## ЗАДАНИЕ 1:
Перепишите без изменений строки из записей ниже, начиная со строки, в которой есть «One point goes on each instance of the forest, as», и заканчивая строкой, в которой есть «Target: forest floor», включительно.

## ТЕКСТ ДЛЯ ЧТЕНИЯ:
▼▼▼

Отношения Кристины с Гаррисоном никогда нельзя было назвать хорошими. С самого начала он регулярно пропускал заранее назначенные встречи, не желал выдавать зарплату и деньги на расходы, его часто видели пьяным вместе с другими британскими офицерами, например с Тедом Хоу, о котором она тоже была весьма невысокого мнения [10]. Теперь Кристине приходилось ежедневно разыскивать Гаррисона, чтобы убедиться, что он действительно прочитал сообщения, которые ее связные с риском для жизни доставляли из Польши. Но даже когда она его находила, как позже раздраженно сообщала в отчете, зачастую «он не предпринимал никаких действий» [11]. Позднее она получила письмо от Витковского, который заметил, что считает британцев «весьма непонятными людьми, которые действовали очень странно» [12]. Кристина еще не знала, что польское правительство в изгнании испытывает серьезную озабоченность по поводу верности как Витковского, так и «Мушкетеров», и вся предоставленная ими информация рассматривается с особой осторожностью. «Среди самих поляков существовали некоторые разногласия относительно того, чего они действительно хотят, – сообщал Черчиллю чуть позже в том же году Хью Далтон, глава британской службы специальных операций. – Способы и средства помощи им были тщательно изучены, но до сих пор не найдена возможность сделать нечто существенное» [13].

Реакцией Кристины и Анджея на очевидную – и, по их мнению, необъяснимую – неспособность британцев действовать с учетом предоставленной им разведывательной информации стало решение расширить работу с любыми представителями союзников в Будапеште. Сведения о новейших польских скорострельных ружьях, способных пробить броню немецкого танка, вызвали шок у французского военного атташе, господина с безупречно ухоженными усами [14]. Темпы немецкого вторжения были столь невероятными, что сверхсекретные противотанковые ружья так и не использовались самими поляками, а чертежи были поспешно уничтожены, так что возобновление производства требовало серьезной инженерной работы [15].

Атташе обещал оплатить расходы и вручить французские награды тем, кто предоставит ему образцы, и Анджей договорился с одним из дальних кузенов в составе Сопротивления, Людвигом Попелем, что тот извлечет ружье, в прошлом сентябре оставленное самим Анджеем в запечатанном ящике в лесах его поместья.

▲▲▲

## ЗАДАНИЕ 2:
Перечислите всех людей, упомянутых в тексте о Кристине по имени или фамилии.

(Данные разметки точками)
▼▼▼

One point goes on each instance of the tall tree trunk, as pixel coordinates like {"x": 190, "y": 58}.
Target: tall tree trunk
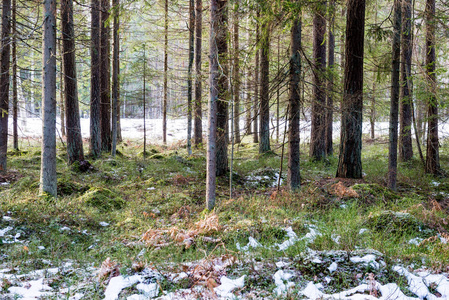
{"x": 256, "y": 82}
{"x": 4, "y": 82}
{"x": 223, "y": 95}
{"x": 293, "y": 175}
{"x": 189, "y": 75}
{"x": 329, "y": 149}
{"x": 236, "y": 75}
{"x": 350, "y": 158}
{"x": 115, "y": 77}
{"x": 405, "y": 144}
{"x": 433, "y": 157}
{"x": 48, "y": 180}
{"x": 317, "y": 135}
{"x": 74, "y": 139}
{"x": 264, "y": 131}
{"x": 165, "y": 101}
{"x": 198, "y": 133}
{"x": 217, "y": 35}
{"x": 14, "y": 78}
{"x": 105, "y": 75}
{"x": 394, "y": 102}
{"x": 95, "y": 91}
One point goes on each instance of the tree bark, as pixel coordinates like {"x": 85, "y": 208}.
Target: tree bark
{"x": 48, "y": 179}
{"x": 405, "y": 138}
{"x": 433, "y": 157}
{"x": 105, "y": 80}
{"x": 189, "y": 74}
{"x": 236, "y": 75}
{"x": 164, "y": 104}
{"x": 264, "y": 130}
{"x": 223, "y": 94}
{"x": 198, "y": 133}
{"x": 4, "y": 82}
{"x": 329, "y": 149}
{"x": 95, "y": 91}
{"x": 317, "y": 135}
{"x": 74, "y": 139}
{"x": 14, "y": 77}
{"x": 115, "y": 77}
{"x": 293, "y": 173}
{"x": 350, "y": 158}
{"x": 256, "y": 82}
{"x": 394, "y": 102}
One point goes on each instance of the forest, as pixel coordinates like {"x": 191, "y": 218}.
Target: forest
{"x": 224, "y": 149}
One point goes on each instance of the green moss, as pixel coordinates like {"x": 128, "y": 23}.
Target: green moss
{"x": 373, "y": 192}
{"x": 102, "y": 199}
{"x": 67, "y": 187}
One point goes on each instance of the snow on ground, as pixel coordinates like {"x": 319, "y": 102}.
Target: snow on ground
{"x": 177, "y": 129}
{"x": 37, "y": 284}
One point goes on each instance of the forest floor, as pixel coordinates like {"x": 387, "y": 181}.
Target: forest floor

▲▲▲
▼▼▼

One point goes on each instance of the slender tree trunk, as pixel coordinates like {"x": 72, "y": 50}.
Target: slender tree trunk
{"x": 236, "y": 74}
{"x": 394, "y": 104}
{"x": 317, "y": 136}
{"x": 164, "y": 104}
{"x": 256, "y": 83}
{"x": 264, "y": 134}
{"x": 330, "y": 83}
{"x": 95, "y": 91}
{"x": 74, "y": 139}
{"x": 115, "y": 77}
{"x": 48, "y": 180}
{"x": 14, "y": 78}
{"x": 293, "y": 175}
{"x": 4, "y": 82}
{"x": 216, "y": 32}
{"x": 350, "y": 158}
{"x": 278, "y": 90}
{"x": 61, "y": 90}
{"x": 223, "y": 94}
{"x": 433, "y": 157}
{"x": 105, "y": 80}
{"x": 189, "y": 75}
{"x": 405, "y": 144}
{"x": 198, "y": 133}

▲▲▲
▼▼▼

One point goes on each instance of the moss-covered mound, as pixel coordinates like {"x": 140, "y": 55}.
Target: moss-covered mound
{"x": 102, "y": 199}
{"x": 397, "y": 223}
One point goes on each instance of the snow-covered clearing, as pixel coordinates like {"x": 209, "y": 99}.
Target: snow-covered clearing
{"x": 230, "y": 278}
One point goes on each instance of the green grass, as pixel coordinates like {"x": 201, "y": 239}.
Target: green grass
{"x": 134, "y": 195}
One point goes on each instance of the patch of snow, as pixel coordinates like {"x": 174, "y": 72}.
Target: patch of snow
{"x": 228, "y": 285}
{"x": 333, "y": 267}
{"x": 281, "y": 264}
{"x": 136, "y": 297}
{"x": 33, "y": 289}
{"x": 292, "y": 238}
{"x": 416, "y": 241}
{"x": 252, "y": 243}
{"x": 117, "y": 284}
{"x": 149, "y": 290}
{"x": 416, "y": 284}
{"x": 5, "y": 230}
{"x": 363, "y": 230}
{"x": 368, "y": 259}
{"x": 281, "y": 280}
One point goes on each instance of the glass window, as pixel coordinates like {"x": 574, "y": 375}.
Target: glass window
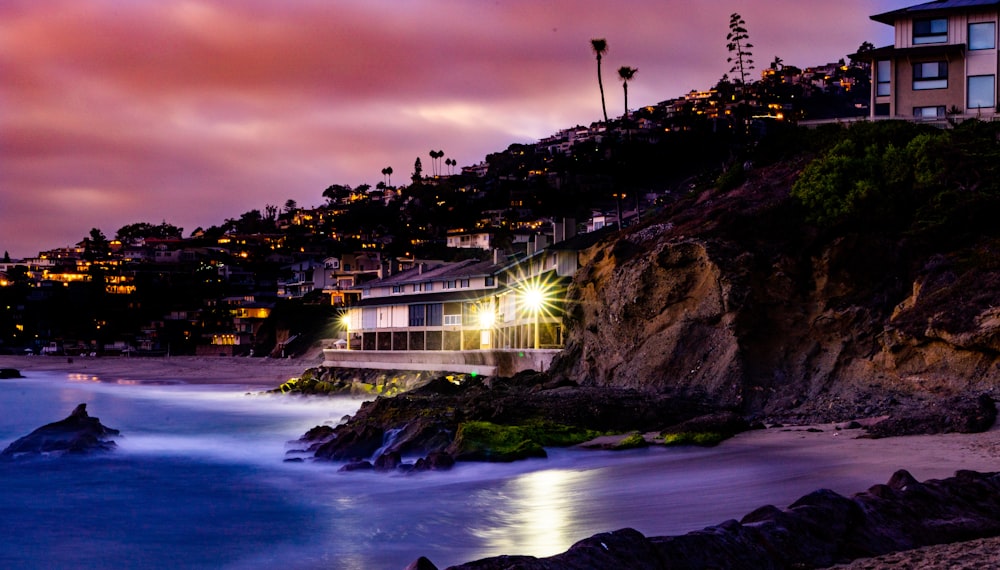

▲▲▲

## ОТВЕТ 1:
One point goes on each instance of the forest, as pixel coordinates like {"x": 191, "y": 218}.
Target: forest
{"x": 224, "y": 149}
One point goes on each instance of the green moss, as pixel coordinates like {"x": 128, "y": 23}.
Target: green moss
{"x": 373, "y": 192}
{"x": 102, "y": 199}
{"x": 67, "y": 187}
One point goes on each instance of the snow on ground, as pixel coordinates like {"x": 319, "y": 102}.
Target: snow on ground
{"x": 177, "y": 129}
{"x": 37, "y": 284}
One point goes on each instance of the forest floor, as pixel coordinates like {"x": 387, "y": 181}.
Target: forest floor

## ОТВЕТ 2:
Кристина, Гаррисон, Тед Хоу, Витковский, Черчилль, Хью Далтон, Анджей, Людвиг Попель.